DOCUMENT PASSAGE:

Department of Psychiatry and Behavioral Sciences
University of Washington
Seattle, Washington 98195-1800 USA
wcalvin@u.washington.edu
http://faculty.washington.edu/wcalvin

In our book, Lingua ex Machina, Derek Bickerton and I offer three possible preadaptations for the big step up from protolanguage to syntax:

1. The cognitive categories needed for keeping track of "Who owes what to whom" (evolved for minimizing the freeloader problem in reciprocal altruism) are a nice setup for the agent-theme-goal role tags so useful for quickly communicating "Who did what to whom."
2. The prefrontal-premotor circuitry needed for planning novel throwing and hammering movements looks a lot like the binary trees of phrase structure.

The repeated payoffs of even more altruism, or even more accurate throwing, seem capable of adapting brain circuitry that could be occasionally borrowed for structured language.

The threshold for coherence provides a "capstone" candidate for fluent structured thought and talk – something that might have triggered the flowering of art and technology seen late in hominid evolution, after brain size itself had stopped growing.

PROBLEM DESCRIPTION: Extend the passage on preadaptations for syntax, picking up right after its last sentence. The records are separate material, unrelated to the passage on preadaptations for syntax.

Saved data entries:
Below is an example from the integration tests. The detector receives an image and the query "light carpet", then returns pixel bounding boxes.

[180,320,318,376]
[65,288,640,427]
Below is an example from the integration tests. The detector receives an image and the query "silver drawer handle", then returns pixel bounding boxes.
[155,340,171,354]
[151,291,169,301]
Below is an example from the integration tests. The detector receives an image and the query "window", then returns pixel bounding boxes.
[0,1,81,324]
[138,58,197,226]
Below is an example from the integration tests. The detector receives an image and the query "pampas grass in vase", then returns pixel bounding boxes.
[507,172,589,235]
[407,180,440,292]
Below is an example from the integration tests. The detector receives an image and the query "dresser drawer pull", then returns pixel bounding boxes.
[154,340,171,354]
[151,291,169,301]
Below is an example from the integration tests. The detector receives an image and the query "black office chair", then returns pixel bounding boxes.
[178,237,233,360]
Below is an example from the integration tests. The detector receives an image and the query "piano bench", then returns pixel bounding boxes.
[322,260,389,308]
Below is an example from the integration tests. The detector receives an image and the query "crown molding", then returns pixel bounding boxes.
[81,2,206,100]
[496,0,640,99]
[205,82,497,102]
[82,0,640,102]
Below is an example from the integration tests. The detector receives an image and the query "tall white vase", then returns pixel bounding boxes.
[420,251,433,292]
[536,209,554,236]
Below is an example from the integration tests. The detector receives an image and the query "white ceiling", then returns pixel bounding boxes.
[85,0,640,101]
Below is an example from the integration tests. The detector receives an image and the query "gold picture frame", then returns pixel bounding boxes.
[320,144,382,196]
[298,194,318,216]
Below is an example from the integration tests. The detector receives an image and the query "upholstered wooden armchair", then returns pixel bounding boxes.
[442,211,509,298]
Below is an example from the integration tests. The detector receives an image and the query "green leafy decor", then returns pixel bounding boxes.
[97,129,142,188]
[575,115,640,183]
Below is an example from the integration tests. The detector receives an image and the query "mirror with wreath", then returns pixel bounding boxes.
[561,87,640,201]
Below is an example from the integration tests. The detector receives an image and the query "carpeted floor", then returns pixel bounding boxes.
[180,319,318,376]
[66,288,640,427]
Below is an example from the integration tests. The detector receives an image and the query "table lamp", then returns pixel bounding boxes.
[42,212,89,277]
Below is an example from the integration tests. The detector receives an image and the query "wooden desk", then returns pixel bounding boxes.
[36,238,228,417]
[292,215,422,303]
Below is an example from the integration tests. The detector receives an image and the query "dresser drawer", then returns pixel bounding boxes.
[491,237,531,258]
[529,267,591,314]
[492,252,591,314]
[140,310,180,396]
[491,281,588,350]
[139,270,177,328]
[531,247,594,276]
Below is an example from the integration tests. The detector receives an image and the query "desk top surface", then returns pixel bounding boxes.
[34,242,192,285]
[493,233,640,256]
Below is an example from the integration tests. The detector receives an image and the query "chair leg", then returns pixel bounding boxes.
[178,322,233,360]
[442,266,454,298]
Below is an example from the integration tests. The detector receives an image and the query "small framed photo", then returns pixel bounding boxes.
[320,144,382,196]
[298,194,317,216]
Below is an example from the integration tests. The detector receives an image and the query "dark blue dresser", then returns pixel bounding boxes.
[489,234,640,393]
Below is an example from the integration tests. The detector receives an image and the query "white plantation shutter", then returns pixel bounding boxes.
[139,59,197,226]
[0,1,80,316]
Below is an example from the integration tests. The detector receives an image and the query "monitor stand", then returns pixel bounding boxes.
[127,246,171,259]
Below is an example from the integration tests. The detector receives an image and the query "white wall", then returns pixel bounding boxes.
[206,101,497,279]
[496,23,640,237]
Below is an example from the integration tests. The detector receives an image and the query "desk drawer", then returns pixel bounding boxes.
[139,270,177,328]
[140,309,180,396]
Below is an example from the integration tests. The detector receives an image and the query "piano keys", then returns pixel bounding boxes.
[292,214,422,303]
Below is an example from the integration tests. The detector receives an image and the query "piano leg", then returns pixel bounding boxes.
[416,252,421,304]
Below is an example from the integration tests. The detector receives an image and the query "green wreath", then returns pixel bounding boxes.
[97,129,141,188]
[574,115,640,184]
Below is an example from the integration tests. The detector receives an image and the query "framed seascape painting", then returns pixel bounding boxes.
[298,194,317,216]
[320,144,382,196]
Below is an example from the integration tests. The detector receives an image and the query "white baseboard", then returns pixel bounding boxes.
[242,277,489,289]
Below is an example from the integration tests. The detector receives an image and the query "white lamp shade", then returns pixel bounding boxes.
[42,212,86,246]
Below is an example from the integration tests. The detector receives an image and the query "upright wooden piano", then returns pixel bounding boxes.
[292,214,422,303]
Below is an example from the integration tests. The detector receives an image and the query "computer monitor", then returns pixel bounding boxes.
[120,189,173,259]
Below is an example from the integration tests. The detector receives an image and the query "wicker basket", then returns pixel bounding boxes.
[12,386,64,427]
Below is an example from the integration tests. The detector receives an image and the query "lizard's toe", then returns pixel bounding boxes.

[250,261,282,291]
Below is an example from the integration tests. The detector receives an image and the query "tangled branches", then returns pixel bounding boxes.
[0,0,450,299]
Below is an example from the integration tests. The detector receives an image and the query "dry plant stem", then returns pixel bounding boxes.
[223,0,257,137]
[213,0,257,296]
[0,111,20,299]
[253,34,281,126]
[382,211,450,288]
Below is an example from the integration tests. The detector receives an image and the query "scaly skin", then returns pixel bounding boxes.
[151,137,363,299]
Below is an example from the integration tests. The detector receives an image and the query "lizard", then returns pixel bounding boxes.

WRITTEN ANSWER:
Since corticocortical coherence is the one that builds atop the other two, and is the one that might have had a sudden emergence (the others look like gradual carryover so far, perhaps for millions of years), let me start by briefly explaining the first two pre-syntax "stones" of this arch so that the "capstone" role in enabling fluent syntax can be appreciated.

Bickerton’s preadaptation is from reciprocal altruism. What pays for the improvements in abstract cognitive categories for actor, recipient, and action are that they help keep track of who owes what to whom. This is not only handy for minimizing the cheater problem, telling the individuals possessing such cognitive traits when they ought to find a partner more likely to reciprocate occasionally, but it aids the furtherance of coalitions between nonrelatives.

Bickerton’s idea is that, once you have the cognitive categories for keeping track of "Who owes what to whom," you can start communicating "Who did what to whom" – and have a syntax-ready recipient with the preformed mental categories needed for disambiguating the longer utterances. You get the essentials of argument structure (categories for agent, goal, and theme) from the payoffs of ever more cooperation. You may further improve the underlying neuroanatomy with new payoffs from language itself, but the foundations came "free," paid for via the prior cooperation/altruism use.

Conversions of function are a familiar story in evolutionary theory (Darwin spoke of them before introducing his example of the fish swim bladder converting into an amphibian lung). And any conversion goes through an intermediate phase of multifunctionality.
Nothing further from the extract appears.